## Aim of the task
Locate each line below that contains the word "arched", and copy those lines in full.

====

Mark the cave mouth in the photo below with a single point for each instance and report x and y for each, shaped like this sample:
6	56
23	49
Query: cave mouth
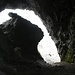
46	47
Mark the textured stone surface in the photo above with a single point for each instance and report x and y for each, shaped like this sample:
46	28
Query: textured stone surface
59	18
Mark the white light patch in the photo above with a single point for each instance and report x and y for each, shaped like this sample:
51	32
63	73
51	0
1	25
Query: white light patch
46	46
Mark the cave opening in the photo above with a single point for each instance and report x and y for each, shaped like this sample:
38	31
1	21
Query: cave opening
46	47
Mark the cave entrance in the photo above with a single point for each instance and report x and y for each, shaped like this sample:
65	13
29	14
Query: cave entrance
46	47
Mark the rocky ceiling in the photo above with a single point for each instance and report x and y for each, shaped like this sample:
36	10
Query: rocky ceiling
59	18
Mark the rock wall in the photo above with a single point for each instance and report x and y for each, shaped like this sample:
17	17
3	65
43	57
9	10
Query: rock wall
59	18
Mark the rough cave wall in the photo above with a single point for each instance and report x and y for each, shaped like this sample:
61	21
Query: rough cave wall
58	17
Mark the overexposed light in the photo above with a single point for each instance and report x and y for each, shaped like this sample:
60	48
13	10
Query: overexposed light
46	47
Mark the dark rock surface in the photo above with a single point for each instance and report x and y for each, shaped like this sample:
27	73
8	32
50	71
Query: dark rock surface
59	19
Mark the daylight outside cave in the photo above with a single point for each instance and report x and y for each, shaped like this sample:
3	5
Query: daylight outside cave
46	47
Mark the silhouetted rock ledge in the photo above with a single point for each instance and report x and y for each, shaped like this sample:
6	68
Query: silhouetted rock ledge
59	18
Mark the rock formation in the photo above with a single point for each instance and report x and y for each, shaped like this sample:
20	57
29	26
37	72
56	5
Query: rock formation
59	18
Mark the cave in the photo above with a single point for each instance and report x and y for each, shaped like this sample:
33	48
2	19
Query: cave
59	19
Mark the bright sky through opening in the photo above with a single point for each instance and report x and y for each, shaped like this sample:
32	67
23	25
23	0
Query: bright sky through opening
46	46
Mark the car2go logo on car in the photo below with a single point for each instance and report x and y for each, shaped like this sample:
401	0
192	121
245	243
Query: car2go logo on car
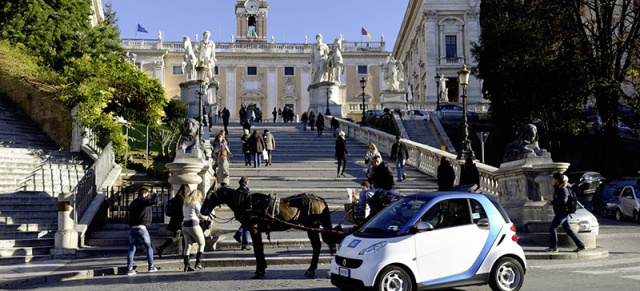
432	240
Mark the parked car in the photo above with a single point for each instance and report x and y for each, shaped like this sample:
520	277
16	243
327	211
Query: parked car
585	219
629	204
416	115
605	199
585	183
454	112
432	240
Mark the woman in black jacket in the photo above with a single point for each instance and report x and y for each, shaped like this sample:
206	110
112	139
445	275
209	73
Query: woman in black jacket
341	152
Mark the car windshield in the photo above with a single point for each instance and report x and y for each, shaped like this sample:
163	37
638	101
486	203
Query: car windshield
392	218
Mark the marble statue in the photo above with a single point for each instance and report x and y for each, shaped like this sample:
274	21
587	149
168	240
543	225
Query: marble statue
189	60
526	144
335	64
319	57
207	53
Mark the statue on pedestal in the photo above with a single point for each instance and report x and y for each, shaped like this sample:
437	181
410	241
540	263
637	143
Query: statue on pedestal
319	58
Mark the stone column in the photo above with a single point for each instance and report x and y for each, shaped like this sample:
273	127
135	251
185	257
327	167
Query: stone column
272	90
66	238
230	94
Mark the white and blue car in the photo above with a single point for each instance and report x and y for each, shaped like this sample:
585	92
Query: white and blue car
431	241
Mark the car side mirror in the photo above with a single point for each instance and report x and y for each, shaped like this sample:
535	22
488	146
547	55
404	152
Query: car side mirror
424	226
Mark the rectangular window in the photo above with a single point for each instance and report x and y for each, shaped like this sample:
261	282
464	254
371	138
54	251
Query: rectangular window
177	70
289	71
451	46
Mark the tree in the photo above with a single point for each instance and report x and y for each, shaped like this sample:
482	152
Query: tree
529	67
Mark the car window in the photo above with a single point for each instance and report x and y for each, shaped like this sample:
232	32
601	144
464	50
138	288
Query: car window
448	213
477	211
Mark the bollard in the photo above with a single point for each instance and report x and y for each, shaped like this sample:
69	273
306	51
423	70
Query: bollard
66	238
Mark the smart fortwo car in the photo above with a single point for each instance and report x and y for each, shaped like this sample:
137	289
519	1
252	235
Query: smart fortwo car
431	241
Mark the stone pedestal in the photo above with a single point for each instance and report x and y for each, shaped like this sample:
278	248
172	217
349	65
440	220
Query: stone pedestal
66	238
394	100
522	196
189	95
318	98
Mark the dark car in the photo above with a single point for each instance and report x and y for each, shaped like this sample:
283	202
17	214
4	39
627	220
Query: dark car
585	183
454	112
605	199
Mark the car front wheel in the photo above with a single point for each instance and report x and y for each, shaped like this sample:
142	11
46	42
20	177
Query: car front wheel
618	215
507	275
394	278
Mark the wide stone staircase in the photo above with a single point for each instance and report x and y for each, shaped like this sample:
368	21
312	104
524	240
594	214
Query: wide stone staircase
32	173
302	163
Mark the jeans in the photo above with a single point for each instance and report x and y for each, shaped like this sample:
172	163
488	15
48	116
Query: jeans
257	157
562	220
245	236
400	168
141	235
247	159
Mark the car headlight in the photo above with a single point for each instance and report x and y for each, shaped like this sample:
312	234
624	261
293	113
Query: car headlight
373	249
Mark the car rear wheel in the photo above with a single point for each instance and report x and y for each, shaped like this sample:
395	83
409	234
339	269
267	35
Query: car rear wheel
506	275
394	278
618	215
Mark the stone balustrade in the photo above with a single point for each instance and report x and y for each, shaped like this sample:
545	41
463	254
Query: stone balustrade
423	157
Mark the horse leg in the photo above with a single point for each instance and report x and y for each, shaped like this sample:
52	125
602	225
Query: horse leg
316	244
258	252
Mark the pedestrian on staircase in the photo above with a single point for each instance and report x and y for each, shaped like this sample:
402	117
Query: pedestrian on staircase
256	146
192	230
399	155
140	215
341	153
242	235
245	147
174	211
312	121
446	175
270	145
320	124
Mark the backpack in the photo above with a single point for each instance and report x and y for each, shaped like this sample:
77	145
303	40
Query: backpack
571	205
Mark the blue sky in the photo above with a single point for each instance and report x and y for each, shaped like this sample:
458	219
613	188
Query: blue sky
288	20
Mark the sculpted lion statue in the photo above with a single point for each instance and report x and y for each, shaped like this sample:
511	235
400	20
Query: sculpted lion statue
526	144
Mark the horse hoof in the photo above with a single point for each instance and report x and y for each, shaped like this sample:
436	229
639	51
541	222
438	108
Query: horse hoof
310	274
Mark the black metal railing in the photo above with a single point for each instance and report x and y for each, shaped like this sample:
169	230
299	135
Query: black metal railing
118	200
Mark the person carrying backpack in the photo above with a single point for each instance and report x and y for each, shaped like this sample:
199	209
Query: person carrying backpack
563	205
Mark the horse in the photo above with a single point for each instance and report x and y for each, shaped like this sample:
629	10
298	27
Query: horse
190	58
254	211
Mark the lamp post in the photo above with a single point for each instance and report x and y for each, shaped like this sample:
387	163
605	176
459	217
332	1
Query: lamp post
327	112
363	84
201	69
438	92
463	78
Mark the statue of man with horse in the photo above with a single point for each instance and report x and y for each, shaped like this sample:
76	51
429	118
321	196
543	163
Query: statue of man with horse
259	213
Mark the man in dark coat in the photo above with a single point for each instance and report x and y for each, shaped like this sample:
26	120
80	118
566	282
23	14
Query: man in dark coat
399	154
446	175
256	146
381	174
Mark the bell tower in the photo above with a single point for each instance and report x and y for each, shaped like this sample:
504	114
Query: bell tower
251	18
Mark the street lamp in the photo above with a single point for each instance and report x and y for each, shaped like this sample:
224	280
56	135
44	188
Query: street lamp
363	84
327	112
202	78
463	78
438	92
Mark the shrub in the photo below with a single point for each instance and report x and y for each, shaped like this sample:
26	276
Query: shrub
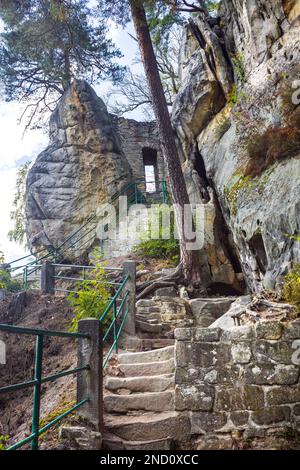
291	287
91	297
275	144
223	126
3	441
238	61
160	248
8	283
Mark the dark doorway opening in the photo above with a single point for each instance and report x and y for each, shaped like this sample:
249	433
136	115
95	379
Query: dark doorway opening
150	169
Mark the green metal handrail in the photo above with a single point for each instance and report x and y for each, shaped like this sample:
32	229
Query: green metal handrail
117	311
135	195
38	380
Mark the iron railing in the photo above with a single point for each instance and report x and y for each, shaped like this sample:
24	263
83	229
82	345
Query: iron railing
79	239
113	318
38	380
118	309
84	279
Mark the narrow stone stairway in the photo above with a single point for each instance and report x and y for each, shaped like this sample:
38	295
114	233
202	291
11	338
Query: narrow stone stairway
139	403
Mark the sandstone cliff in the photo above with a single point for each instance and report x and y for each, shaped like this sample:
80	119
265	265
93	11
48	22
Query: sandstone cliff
81	168
237	72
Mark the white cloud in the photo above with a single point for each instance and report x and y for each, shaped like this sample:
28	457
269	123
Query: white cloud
16	149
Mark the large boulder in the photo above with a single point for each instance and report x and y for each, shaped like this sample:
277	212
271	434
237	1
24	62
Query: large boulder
261	40
82	167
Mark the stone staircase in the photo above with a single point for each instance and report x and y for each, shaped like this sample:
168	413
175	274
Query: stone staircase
159	317
139	403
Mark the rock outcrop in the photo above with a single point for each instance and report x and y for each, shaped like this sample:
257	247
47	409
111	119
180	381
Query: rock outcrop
238	70
82	167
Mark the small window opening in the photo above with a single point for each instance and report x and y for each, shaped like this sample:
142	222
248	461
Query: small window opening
150	169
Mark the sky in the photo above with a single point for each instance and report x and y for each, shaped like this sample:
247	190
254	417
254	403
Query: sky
16	149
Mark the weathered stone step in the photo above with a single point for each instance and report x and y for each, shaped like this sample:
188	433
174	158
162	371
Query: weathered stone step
157	383
147	368
156	402
149	426
112	442
156	343
152	316
148	356
148	328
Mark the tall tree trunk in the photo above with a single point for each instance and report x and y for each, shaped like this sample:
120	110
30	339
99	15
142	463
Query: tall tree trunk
190	262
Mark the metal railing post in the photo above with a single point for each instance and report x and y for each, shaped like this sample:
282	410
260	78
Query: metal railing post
90	382
130	323
47	278
37	392
115	326
26	277
135	193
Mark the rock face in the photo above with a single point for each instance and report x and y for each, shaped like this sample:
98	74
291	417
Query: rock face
81	168
237	382
237	72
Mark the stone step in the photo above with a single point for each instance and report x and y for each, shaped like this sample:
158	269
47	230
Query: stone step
148	356
156	402
148	328
151	321
157	383
149	426
156	343
112	442
148	310
147	368
151	316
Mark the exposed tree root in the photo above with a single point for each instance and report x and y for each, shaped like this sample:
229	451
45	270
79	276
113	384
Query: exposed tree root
165	281
260	308
155	285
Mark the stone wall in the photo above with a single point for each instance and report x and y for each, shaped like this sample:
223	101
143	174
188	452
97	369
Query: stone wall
243	381
135	136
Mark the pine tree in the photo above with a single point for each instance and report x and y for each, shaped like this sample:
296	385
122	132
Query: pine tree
190	265
47	43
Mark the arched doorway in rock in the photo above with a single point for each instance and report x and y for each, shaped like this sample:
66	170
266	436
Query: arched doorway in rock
150	169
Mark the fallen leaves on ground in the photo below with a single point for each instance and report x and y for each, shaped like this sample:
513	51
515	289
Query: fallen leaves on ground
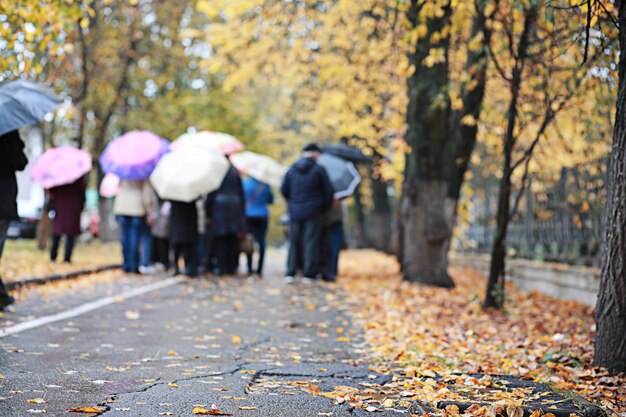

====

## Full solution
Mark the arched doorway in rock in the photo above with a single point for each instance and report x and y for each, shaped like this sample:
Query: arched doorway in rock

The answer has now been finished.